* PROVIDED ENTRIES:
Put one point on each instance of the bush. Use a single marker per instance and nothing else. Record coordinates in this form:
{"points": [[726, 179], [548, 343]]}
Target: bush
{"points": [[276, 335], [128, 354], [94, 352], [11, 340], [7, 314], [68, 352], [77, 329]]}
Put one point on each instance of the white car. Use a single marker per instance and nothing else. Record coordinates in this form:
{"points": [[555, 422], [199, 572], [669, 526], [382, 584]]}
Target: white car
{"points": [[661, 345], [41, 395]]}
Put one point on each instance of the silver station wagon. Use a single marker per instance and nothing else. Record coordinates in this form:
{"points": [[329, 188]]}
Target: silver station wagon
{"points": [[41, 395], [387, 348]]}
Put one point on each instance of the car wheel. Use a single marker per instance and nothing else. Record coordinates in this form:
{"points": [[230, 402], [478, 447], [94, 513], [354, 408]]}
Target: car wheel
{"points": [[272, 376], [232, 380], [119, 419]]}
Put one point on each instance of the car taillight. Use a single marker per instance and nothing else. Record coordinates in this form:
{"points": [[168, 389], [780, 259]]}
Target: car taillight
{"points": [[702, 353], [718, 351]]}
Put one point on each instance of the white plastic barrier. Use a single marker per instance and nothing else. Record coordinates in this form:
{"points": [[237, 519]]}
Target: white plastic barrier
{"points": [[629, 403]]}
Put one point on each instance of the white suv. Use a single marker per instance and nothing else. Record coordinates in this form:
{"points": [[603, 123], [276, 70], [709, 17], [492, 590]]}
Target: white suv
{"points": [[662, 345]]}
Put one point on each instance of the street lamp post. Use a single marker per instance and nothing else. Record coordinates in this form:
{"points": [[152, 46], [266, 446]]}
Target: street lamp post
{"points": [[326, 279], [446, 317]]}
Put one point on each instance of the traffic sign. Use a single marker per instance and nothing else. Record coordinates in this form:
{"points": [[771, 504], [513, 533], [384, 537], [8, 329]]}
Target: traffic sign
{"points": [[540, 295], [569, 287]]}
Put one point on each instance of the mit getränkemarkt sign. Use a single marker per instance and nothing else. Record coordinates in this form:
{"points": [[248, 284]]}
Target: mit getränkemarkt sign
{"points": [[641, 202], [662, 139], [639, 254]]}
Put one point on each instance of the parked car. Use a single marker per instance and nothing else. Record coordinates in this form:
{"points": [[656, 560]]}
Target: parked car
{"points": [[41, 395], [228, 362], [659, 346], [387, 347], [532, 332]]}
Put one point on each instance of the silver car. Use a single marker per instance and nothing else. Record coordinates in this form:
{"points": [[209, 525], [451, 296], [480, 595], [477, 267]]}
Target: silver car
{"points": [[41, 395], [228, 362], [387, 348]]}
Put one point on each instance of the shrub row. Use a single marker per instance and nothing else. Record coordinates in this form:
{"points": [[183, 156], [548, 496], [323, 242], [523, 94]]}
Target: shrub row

* PROBLEM DETAILS: All of the records must be retyped exactly as they are.

* EXERCISE RESPONSE:
Put one point on each instance of the bush. Use a single marker per instance and nothing else. Record coordinates in this form:
{"points": [[726, 179], [548, 343]]}
Target: bush
{"points": [[276, 335], [128, 354], [94, 352], [11, 340], [7, 314], [68, 352], [77, 329]]}
Put one point on each instance of the white car. Use a single marker per instance and nothing else. Record coordinates in this form:
{"points": [[555, 422], [199, 572], [669, 526], [382, 584]]}
Target: white car
{"points": [[661, 345], [41, 395]]}
Put one point on each instance of the silver station wagon. Use a single marker per instance and nothing else. Record coordinates in this form:
{"points": [[329, 188]]}
Target: silver station wagon
{"points": [[41, 395], [387, 348]]}
Put one point on each instance of the car wheel. Use a single marker per instance and nothing else. Record coordinates in this form:
{"points": [[230, 402], [478, 447], [94, 513], [354, 408]]}
Target: car wheel
{"points": [[272, 376], [232, 380], [119, 419]]}
Put one point on each instance of the car taillight. Use a single marker per instance and nothing else. Record coordinates in this form:
{"points": [[168, 389], [780, 259]]}
Target: car taillight
{"points": [[702, 353], [718, 351]]}
Put one point on each instance of the white plastic barrier. Use a single marker per instance and nothing else. Record coordinates in this form:
{"points": [[237, 519]]}
Target: white plastic barrier
{"points": [[629, 403]]}
Put one point on each instance of the white suv. Use a single marker per instance and nothing else. Record coordinates in this form:
{"points": [[603, 123], [276, 70], [709, 17], [492, 590]]}
Target: white suv
{"points": [[662, 345]]}
Put one point on each instance of the street lamp post. Use a single marker per instance and nothing else. Record coordinates in this form:
{"points": [[152, 46], [266, 446]]}
Target: street lamp post
{"points": [[326, 279], [446, 317]]}
Put one point on each instance of the traffic sign. Use a single marker per instance and nothing else. Record coordinates in this form:
{"points": [[771, 504], [513, 533], [384, 537], [8, 329]]}
Target: traffic sign
{"points": [[540, 295], [569, 287]]}
Put one point on each instance of the mit getränkemarkt sign. Use a single marker per instance and nothing else. Record coordinates in this form:
{"points": [[248, 284]]}
Target: mit getränkemarkt sign
{"points": [[641, 202], [662, 139], [639, 254]]}
Put one point on each instance of the parked car. Use a single marker per instance and nothing else. Record coordinates in this form:
{"points": [[656, 560]]}
Target: parked car
{"points": [[41, 395], [228, 362], [659, 346], [387, 347], [532, 332]]}
Put one point on each instance of the silver car. Use a single marker per instance and nothing else. Record coordinates in this form:
{"points": [[209, 525], [451, 296], [480, 595], [477, 267]]}
Target: silver car
{"points": [[41, 395], [228, 362], [387, 348]]}
Put one point on each instance of the shrub row. Use a single marker per instance and nothing else. Record coordinates in this form:
{"points": [[183, 156], [548, 496], [323, 242], [523, 94]]}
Target: shrub row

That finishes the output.